REQUIRED WORK: A verbatim repetition of the data below is requested, without images.
PROVIDED ENTRIES START
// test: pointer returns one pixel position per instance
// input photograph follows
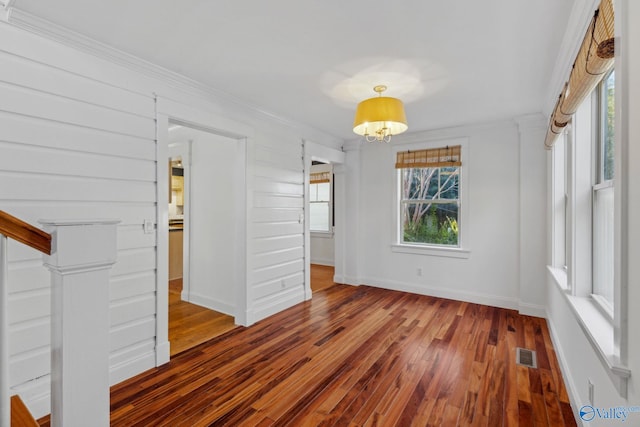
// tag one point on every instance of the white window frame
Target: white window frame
(462, 250)
(601, 326)
(316, 169)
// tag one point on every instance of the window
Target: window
(320, 201)
(429, 196)
(603, 197)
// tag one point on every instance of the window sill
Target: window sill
(597, 328)
(431, 251)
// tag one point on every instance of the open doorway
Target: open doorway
(323, 212)
(321, 225)
(201, 303)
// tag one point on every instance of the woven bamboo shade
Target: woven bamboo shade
(432, 158)
(594, 60)
(319, 177)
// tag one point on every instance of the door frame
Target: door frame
(168, 110)
(314, 151)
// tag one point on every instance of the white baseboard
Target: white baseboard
(564, 371)
(36, 394)
(130, 368)
(532, 310)
(163, 353)
(211, 303)
(492, 300)
(276, 303)
(346, 280)
(323, 261)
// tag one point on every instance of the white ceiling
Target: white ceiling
PROVIDED ENTRIES END
ANSWER FOR THIS EXERCISE:
// test: pointer returns one pixel position per instance
// input photograph follows
// tag one point on every instance of the white window frame
Target: white window frame
(462, 250)
(601, 326)
(316, 169)
// tag one point on every instance of the window
Target: window
(320, 201)
(429, 196)
(603, 197)
// tag one point on every instance of the window sill
Target: window sill
(597, 328)
(431, 251)
// tag one point on every instance of the open doorway
Target: open doorway
(323, 212)
(321, 225)
(201, 303)
// tag one point on every instance of the woven bamboo shade
Target: woven bamboo shade
(432, 158)
(594, 60)
(319, 177)
// tag one point on every instance of the door frame
Target: door frame
(168, 110)
(314, 151)
// tag one point on every instance of the white baseboard
Target: white baseboard
(564, 371)
(36, 394)
(130, 368)
(532, 310)
(163, 353)
(211, 303)
(492, 300)
(276, 303)
(346, 280)
(323, 261)
// tag one point on every instance of the white ceiling
Target: white ceiling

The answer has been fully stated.